Rewrite the items from the line with "Task: for the roadway count, mark the line" through the end of the items, putting "stopped car" wherever "parked car" appears and leaving everything else unchanged. Omit the pictures from your answer.

(begin)

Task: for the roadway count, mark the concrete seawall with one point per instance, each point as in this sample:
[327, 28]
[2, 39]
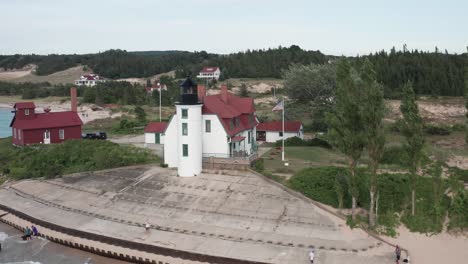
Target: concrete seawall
[108, 246]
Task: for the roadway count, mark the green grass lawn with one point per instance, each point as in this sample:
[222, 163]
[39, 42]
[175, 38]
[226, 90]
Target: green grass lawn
[302, 157]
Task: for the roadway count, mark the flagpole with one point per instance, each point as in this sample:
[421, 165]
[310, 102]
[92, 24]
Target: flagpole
[282, 153]
[159, 103]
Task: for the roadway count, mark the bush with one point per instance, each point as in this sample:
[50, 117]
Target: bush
[319, 184]
[435, 129]
[396, 155]
[259, 165]
[459, 174]
[459, 127]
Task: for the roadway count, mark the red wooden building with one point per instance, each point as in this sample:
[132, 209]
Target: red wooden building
[29, 127]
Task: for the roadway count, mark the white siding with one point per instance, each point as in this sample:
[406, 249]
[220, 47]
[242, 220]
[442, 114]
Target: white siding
[273, 136]
[150, 138]
[170, 148]
[215, 142]
[192, 164]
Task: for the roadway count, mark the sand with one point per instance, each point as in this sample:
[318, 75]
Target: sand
[434, 249]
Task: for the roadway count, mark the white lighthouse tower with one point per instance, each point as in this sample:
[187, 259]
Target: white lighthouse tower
[189, 130]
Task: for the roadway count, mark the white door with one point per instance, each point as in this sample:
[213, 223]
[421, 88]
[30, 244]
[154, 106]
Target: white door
[47, 137]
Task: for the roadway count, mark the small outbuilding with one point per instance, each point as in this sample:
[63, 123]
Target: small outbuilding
[273, 131]
[154, 132]
[30, 127]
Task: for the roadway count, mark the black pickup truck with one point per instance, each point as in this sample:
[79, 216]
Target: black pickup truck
[97, 135]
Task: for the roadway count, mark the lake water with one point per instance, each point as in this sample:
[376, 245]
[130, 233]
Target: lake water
[5, 118]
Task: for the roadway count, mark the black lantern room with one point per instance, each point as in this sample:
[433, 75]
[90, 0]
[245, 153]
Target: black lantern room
[188, 92]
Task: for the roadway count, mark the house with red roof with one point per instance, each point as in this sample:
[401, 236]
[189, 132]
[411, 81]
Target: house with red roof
[89, 80]
[29, 126]
[273, 131]
[209, 73]
[156, 86]
[217, 126]
[154, 132]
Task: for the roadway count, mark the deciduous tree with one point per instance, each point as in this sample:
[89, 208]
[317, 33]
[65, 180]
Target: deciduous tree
[347, 124]
[412, 128]
[373, 114]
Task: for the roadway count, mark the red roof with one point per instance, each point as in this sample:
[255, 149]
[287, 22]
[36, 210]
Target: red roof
[289, 126]
[209, 69]
[24, 105]
[235, 107]
[48, 120]
[237, 139]
[154, 127]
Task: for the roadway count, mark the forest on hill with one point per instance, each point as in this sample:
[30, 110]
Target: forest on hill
[432, 73]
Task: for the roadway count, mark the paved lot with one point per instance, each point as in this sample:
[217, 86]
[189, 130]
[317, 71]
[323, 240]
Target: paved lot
[240, 216]
[38, 250]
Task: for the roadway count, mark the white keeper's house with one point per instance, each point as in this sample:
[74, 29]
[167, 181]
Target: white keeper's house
[209, 130]
[89, 80]
[210, 73]
[154, 132]
[273, 131]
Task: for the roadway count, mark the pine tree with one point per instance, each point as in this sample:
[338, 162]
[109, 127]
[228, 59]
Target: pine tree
[346, 123]
[373, 114]
[412, 128]
[466, 94]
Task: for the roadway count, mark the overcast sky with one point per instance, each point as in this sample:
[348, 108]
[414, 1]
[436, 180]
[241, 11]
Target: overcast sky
[223, 26]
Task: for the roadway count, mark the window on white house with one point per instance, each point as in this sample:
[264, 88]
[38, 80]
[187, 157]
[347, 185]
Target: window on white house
[208, 126]
[185, 150]
[184, 129]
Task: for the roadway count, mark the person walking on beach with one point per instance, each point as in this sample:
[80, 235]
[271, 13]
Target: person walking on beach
[27, 234]
[311, 256]
[34, 230]
[398, 253]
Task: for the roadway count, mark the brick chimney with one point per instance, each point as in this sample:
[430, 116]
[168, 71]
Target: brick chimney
[201, 91]
[224, 93]
[73, 99]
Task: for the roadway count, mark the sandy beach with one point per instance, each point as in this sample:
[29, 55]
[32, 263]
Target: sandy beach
[433, 249]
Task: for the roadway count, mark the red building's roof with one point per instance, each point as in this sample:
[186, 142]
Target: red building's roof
[235, 107]
[156, 127]
[24, 105]
[209, 69]
[289, 126]
[48, 120]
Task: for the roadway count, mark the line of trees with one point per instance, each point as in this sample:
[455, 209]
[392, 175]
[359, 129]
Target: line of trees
[432, 73]
[356, 124]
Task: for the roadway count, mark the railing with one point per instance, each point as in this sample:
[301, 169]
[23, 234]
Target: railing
[235, 155]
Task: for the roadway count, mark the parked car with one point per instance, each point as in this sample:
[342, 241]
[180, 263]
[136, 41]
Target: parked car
[97, 135]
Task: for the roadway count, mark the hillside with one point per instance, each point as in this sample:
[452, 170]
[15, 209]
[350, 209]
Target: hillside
[27, 74]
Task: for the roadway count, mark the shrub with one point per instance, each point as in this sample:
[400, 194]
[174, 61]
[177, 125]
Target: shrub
[396, 155]
[259, 165]
[459, 127]
[435, 129]
[319, 184]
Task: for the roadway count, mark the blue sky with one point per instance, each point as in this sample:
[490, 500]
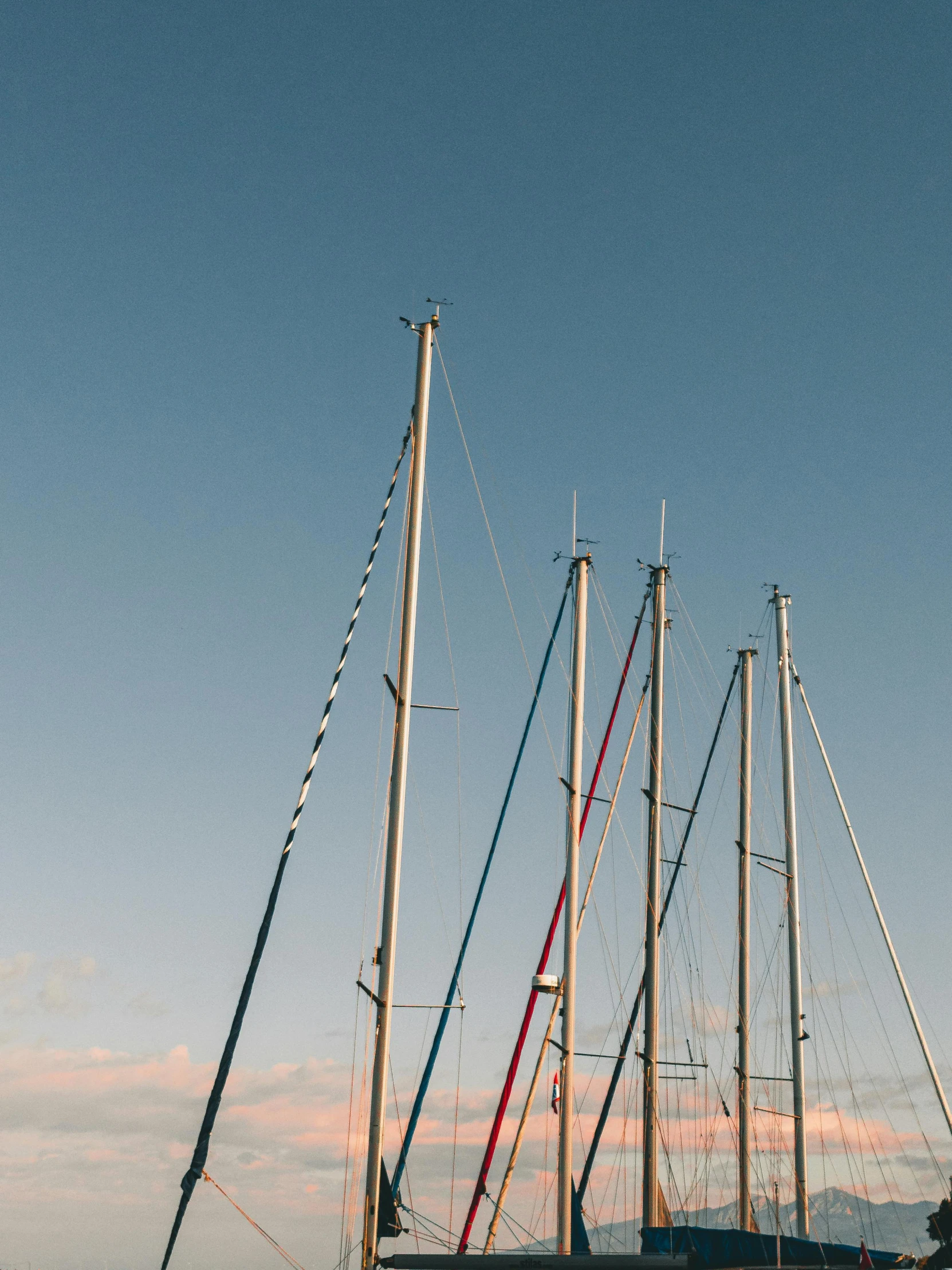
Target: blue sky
[695, 252]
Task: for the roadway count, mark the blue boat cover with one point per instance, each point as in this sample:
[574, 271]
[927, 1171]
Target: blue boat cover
[716, 1250]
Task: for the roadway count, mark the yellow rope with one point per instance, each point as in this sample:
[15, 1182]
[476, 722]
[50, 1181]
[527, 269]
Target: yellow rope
[273, 1242]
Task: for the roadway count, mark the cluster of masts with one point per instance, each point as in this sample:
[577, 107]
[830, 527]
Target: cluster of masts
[653, 1201]
[651, 1194]
[379, 1213]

(end)

● ANSWER TO THIS TASK:
Task: for the roadway count, mark the line of trees with one point per instance, each point as in this sample:
[455, 209]
[392, 175]
[359, 129]
Target: line of trees
[432, 73]
[356, 124]
Task: for the roadway count, mark the railing with one point per instance, each point as in this sample:
[301, 169]
[23, 234]
Target: railing
[235, 155]
Task: for the roadway count, mark the stopped car with one point per instance, each point as in this sample:
[342, 241]
[180, 263]
[136, 41]
Target: stopped car
[97, 135]
Task: for the roadway count, mark the hillside with one point per instance, each point as in this sample:
[452, 170]
[15, 209]
[350, 209]
Target: hillside
[27, 74]
Task: for the roadway count, mark the shrub with one point per instance, each point as in this sample:
[400, 194]
[174, 61]
[177, 125]
Target: shrub
[396, 155]
[259, 165]
[459, 127]
[435, 129]
[319, 184]
Task: for the roadway count, mark the blue sky with one point per instance, each point as in this sample:
[490, 500]
Target: blue sky
[695, 252]
Task: for the roadway count, mark the blue boat cover with one point per instance, each point as in this sample:
[574, 271]
[927, 1171]
Target: blue boat cover
[716, 1250]
Task: for the roadway count, mark the yellow rope with one point per instance, each point as in this sample:
[15, 1182]
[476, 722]
[50, 1181]
[527, 269]
Target: yellow rope
[273, 1242]
Task: for the roadway count, mark the cluster of masts with one point per instance, each point as in this sample:
[577, 107]
[830, 527]
Target: cluster of masts
[653, 1201]
[651, 1194]
[379, 1213]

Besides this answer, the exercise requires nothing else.